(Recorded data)

---

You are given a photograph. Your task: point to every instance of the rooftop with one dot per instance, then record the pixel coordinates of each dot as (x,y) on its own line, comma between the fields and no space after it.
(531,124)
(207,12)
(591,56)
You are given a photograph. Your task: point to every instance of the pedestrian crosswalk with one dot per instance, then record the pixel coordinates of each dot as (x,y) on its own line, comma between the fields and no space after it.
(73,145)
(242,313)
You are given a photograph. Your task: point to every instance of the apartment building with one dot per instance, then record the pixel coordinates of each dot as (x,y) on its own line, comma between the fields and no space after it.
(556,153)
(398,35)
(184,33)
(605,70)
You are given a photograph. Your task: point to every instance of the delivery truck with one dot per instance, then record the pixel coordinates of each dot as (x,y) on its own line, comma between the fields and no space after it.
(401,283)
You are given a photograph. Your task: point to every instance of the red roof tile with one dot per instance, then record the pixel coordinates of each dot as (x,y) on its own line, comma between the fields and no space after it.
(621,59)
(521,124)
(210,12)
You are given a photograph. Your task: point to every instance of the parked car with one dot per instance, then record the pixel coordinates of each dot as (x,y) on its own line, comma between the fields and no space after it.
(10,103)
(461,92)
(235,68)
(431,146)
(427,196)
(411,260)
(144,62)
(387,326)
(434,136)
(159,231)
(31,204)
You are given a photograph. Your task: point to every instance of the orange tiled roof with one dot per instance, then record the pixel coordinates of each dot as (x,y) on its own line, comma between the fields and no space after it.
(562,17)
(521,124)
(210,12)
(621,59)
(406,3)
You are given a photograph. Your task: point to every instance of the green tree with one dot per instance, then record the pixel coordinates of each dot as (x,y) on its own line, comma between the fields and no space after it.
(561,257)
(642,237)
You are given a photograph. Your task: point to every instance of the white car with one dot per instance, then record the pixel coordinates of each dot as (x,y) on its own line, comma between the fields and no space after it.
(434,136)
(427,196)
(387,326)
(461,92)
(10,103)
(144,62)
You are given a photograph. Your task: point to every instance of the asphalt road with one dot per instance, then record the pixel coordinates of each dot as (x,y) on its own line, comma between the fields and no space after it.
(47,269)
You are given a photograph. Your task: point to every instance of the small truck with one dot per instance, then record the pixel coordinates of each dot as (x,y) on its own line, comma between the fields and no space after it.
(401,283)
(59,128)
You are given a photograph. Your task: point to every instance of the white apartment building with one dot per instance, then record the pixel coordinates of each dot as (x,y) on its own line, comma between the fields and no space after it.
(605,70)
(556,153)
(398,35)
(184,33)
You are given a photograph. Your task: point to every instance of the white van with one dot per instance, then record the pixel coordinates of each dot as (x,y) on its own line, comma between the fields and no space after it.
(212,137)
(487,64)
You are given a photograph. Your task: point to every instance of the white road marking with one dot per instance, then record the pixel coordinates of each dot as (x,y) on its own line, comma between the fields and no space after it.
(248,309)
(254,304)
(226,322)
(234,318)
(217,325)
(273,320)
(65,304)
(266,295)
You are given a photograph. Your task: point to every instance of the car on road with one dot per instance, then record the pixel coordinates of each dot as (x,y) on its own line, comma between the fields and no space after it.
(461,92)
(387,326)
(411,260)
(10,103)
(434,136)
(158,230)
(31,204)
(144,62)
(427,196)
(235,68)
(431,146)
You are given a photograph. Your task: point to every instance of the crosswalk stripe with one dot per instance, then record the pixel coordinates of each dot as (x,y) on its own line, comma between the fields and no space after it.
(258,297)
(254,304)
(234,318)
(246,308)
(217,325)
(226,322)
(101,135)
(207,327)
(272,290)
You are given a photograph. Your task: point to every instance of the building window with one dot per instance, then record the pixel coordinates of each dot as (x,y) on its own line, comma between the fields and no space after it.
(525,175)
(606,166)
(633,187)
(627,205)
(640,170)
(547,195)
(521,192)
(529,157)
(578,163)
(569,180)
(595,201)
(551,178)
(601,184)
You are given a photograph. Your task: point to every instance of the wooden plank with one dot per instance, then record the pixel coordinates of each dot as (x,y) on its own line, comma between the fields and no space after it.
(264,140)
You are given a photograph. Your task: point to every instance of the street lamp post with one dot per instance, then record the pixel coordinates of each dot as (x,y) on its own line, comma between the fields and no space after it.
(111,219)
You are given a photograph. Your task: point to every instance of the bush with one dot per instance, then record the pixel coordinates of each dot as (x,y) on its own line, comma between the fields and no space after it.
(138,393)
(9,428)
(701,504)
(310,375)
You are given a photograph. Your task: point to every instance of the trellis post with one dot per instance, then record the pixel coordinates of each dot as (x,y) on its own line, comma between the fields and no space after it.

---

-- EXERCISE --
Swap each "dot" for "marker" throughout the records above and write them out again, keeping everything else the same.

-- EXERCISE RESPONSE --
You are given a photograph. Your task: point to every instance of the rooftop with one marker per instance, then record the pixel coordinates of each marker as (x,y) on its own line, comma between the fields and no space after it.
(531,124)
(207,12)
(591,56)
You are given a photograph. Your task: point to every instance of the pedestrian crosswalk with one marker per instance, then record the pixel coordinates of each marker as (x,y) on its own line, comma between the fields and no space after it.
(73,145)
(242,313)
You are given a photograph. Your task: point to every instance of the apartment building with one marker per instance, then record the pixel coordinates of each marker as (x,y) on its own line, comma between the fields and no space after it.
(556,153)
(398,35)
(184,33)
(605,70)
You are given a photograph. Your task: point to every instance of the delivery truck with one marker per instance, then record the pixel coordinates of each marker as (x,y) on its own line, comma between the fields and no space after it.
(401,283)
You are given a photograph. Your task: point to every instance of the red roof tile with one marker per instance, then record the pixel coordinates of each marker as (x,y) on its own line, comma between the fields and no space after it.
(621,59)
(521,124)
(210,12)
You are given a photograph. Your task: point to every instance of the parked car with one marker per instance, then record the pixel coordinates of each marker as (x,y) on its own line, comma between the fields and no space after it.
(10,103)
(461,92)
(235,68)
(431,146)
(427,196)
(411,260)
(144,62)
(387,326)
(434,136)
(159,231)
(31,204)
You are given a photograph. Your task: point to every instance of the orange tiled roof with one marker per instance, then record the pixel coordinates of each marker as (x,y) on its own line, comma between the fields and no space after it.
(562,17)
(521,124)
(210,12)
(621,59)
(406,3)
You are given a photograph. Your task: point to every instance of the green tree with one marker per instance, then record the pixel coordinates of each marker as (x,y) on its own line, comma between the fields and no space after it.
(561,257)
(642,237)
You are given a photograph. Your task: point to every instance of the white car with one marker per instance, then record the pixel coordinates of each marker as (x,y) on its own line, comma between the fields and no space after it.
(434,136)
(427,196)
(387,326)
(461,92)
(10,103)
(144,62)
You are given a photograph. Your task: point to every instance of the asphalt road with one marker per instance, then record the pixel coordinates of each marker as (x,y) on its own line, comma between the fields and no space after it.
(47,269)
You are given a photograph. Your task: point to every instance of the small truck with one marker per instance, then record the pixel coordinates of each marker as (x,y) on its own line, comma between the fields and no space after it.
(401,283)
(59,128)
You are given a photograph. Your task: point to every instance of the white apartment building with one marker per instance, then record the pixel coordinates of each marker as (x,y) on its own line, comma between the fields and no space after it.
(605,70)
(556,153)
(398,35)
(184,33)
You are given a photograph. Your task: point to every instance of the white van with one marker per instance, then record the pixel coordinates of each marker as (x,y) on its own line, comma between the fields and no space after it.
(212,137)
(487,64)
You are given a photograph. Your task: point to every instance of the white road marking with one marker per instance, then record the pixel coordinates of each marker as (x,y) on its own line, comma between the fields and no space after it.
(248,309)
(254,304)
(226,322)
(234,318)
(217,325)
(273,320)
(65,304)
(266,295)
You are given a photograph. Your task: point to every instance of the car on road with one marker per instance, then record the pixel coordinates of each marker as (x,y) on its own line, comma between the fields and no space after it.
(461,92)
(387,326)
(411,260)
(10,103)
(434,136)
(158,230)
(31,204)
(144,62)
(427,196)
(235,68)
(431,146)
You are given a photograph. Your task: point to every instance of the crosswalk stripe with one marker per instance, then record the pixel coordinates of each marker as (x,y) on its own line, comma between the fields and no space after it.
(258,297)
(254,304)
(234,318)
(246,308)
(217,325)
(226,322)
(101,135)
(207,327)
(272,290)
You are given a photograph. Your task: point to every instance of the building window with one marker per instance, then record the pixel coordinates of each marker as (x,y) on its own line, comma between the fields and no space after it.
(525,175)
(606,166)
(633,187)
(627,205)
(640,170)
(547,195)
(521,192)
(529,157)
(578,163)
(569,180)
(595,201)
(551,178)
(601,184)
You are given a photograph. Your task: point to every instance of the wooden plank with one marker per instance, then record the pixel coordinates of each marker as (x,y) on its own line, comma between the fields and no space after it.
(264,140)
You are given a photograph. Your task: point to every instance of the street lamp post with one marker per instance, then record the pixel coordinates of each marker as (x,y) on its own line, comma between the fields and no space after it.
(111,219)
You are given a photograph. Your task: point to every instance of the bush with one marker per instance, then record the pixel coordinates of each marker as (x,y) on its own line, comma between the fields and no space after it.
(138,393)
(9,428)
(701,504)
(310,375)
You are given a photograph. Your task: point to every instance of the trellis post with one marker per instance, then record the pixel coordinates of each marker as (x,y) on its own line, comma between the fields and no space after it.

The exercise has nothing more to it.